BEGIN STUDY TEXT

Microsoft officials say the company has seen a 775% increase in demand for its cloud services in regions enforcing social distancing and/or shelter-in place due to COVID-19. On March 28, officials also elaborated on some of the temporary cloud-service restrictions that Microsoft has put in place as a result of the pandemic. 

Update (March 30): In a massive after-the-fact correction, Microsoft updated its blog post to note that the 775 percent cloud services growth number actually was only for Teams calling and meeting minutes in a one-month period in Italy. I asked Microsoft for an updated number for overall cloud services growth due to COVID-19 demand and so far haven't heard back. It looks like the other growth claims in its original post still stand.

Update No. 2: "Unfortunately, we don't have additional figures to share beyond what's in the blog," a spokesperson said re: my inquiry about overall cloud services growth due to COVID-19.

In a March 28 blog post, officials said that demand for its new Windows Virtual Desktop usage has grown by more than three times. They also said government use of public Power BI for sharing COVID-19 dashboads is up 42% in a week. (As is the case with Microsoft's overall cloud services figure, we don't have a base number for WVD and Power BI from which to calculate these percentages.) 

Also: Top cloud providers in 2020: AWS, Microsoft Azure, and Google Cloud, hybrid, SaaS players

Last week, officials acknowledged the company has been throttling some "non-essential" Office 365 services so as to continue to meet demand. A number of Azure customers in Europe also have been hitting restrictions when trying to spin up virtual machines and some other services there, as Microsoft has been prioritizing health-related workloads given the COVID-19 pandemic.

END STUDY TEXT
BEGIN ENTRIES SHOWN

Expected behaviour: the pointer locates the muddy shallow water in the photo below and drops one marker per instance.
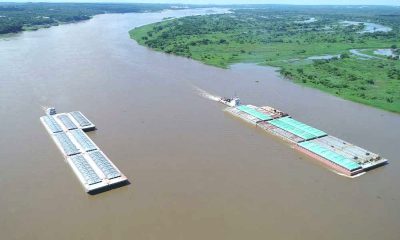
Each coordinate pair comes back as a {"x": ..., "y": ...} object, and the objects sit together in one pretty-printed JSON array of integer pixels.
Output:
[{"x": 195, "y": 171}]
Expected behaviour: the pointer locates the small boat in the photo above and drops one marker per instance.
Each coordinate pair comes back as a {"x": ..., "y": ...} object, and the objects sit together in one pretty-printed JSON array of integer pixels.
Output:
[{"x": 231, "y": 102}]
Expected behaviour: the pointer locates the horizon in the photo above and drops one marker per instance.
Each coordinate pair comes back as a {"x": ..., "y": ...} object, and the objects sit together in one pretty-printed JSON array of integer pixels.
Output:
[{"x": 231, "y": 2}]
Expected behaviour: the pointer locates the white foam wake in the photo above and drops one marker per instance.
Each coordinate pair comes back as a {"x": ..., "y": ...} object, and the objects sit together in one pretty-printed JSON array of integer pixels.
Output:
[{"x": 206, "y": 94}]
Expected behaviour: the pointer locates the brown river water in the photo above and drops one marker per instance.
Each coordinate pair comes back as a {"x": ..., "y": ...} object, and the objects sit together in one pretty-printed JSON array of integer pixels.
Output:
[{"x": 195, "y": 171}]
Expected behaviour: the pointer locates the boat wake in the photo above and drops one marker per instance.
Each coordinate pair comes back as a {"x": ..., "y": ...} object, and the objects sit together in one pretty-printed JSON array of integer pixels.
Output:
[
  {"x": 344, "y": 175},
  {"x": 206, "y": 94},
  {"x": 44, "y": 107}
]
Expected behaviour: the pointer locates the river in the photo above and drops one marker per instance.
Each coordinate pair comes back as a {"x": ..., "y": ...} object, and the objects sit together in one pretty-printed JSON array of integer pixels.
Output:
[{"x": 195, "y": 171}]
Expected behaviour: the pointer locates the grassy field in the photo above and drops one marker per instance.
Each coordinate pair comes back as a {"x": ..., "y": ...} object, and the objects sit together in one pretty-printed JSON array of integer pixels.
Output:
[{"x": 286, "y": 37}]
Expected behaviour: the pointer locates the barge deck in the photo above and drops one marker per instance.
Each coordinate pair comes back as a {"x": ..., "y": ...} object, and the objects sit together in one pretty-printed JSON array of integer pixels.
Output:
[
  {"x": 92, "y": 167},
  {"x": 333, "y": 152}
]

END ENTRIES SHOWN
BEGIN ENTRIES SHOWN

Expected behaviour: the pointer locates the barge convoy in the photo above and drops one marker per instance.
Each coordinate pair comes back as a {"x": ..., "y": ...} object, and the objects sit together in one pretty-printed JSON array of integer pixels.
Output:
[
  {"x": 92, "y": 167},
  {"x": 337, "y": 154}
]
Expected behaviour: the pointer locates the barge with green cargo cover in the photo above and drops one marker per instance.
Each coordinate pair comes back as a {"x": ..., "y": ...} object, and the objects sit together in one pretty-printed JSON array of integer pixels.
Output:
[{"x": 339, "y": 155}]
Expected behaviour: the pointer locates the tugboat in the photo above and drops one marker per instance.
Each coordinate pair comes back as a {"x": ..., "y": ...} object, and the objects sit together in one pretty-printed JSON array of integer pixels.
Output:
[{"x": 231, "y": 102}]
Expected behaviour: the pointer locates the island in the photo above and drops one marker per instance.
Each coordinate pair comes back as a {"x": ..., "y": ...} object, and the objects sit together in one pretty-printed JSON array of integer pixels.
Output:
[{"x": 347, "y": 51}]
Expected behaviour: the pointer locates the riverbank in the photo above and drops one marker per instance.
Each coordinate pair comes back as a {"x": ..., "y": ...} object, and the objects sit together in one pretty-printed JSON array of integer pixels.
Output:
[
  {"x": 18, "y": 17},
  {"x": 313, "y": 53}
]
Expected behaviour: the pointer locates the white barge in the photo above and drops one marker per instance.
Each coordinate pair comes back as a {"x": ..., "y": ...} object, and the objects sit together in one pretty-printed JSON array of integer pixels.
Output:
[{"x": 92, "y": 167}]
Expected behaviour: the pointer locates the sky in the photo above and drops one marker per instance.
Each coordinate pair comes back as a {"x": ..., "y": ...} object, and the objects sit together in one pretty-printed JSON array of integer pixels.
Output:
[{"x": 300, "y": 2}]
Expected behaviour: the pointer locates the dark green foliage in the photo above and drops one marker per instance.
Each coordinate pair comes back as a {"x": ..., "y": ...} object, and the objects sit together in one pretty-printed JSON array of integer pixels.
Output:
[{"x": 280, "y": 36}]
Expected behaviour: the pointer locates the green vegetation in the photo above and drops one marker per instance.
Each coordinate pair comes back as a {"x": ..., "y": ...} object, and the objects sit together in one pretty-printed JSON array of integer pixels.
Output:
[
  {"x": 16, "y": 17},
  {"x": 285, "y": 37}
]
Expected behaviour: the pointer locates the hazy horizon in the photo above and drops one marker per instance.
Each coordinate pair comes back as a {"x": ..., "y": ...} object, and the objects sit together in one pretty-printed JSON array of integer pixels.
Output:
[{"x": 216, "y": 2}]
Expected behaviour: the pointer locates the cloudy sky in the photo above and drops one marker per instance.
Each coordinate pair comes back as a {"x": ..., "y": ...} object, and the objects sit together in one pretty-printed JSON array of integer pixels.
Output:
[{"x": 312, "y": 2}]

END ENTRIES SHOWN
BEGIN ENTRIES SHOWN

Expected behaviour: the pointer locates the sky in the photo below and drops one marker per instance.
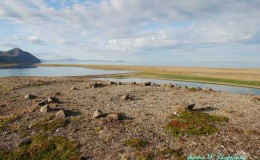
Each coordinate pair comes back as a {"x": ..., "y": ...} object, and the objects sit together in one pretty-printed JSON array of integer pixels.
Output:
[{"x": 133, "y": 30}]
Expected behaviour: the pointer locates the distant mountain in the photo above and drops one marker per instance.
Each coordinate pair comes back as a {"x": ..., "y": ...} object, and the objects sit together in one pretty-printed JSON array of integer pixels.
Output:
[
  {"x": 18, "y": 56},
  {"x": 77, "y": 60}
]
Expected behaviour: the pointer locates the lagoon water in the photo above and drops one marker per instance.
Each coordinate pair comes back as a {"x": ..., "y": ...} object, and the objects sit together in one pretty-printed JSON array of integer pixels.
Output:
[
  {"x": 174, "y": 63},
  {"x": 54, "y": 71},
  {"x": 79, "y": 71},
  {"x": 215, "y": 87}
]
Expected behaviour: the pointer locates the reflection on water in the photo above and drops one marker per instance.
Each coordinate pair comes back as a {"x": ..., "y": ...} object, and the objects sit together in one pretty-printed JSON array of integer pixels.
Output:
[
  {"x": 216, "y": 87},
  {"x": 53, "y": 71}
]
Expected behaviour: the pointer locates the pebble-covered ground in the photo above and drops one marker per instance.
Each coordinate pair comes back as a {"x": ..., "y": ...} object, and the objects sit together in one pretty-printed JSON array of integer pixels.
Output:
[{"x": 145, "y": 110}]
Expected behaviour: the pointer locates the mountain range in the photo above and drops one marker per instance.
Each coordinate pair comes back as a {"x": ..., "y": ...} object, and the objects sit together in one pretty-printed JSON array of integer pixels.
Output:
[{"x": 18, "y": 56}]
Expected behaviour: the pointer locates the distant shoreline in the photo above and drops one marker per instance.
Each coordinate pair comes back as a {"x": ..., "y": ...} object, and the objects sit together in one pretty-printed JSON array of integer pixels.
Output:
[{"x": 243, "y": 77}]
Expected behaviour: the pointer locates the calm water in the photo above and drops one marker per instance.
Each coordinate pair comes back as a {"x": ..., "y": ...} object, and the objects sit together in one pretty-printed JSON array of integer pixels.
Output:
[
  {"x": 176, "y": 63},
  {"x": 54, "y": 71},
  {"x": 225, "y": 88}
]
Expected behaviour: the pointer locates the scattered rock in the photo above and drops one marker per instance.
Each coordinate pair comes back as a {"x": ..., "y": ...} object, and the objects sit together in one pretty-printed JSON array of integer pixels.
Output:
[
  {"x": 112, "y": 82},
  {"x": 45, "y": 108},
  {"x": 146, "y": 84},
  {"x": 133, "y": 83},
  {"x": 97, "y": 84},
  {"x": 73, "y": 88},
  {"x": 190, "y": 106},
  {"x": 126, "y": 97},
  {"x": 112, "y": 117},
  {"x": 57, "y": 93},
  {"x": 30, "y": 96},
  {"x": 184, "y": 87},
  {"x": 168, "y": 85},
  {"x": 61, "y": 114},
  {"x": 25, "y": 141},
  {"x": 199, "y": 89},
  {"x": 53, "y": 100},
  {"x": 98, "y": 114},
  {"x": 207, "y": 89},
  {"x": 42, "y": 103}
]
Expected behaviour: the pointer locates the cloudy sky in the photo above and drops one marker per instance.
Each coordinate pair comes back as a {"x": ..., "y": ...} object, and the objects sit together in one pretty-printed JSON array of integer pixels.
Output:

END ENTRIES SHOWN

TASK INSTRUCTIONS
Write out everything in the Microsoft cloud demand article from "Microsoft officials say" down to "post still stand.", swapping "Italy" for "Spain". You can leave the records aside; they aren't needed here.

SOLUTION TO THIS EXERCISE
Microsoft officials say the company has seen a 775% increase in demand for its cloud services in regions enforcing social distancing and/or shelter-in place due to COVID-19. On March 28, officials also elaborated on some of the temporary cloud-service restrictions that Microsoft has put in place as a result of the pandemic. 

Update (March 30): In a massive after-the-fact correction, Microsoft updated its blog post to note that the 775 percent cloud services growth number actually was only for Teams calling and meeting minutes in a one-month period in Spain. I asked Microsoft for an updated number for overall cloud services growth due to COVID-19 demand and so far haven't heard back. It looks like the other growth claims in its original post still stand.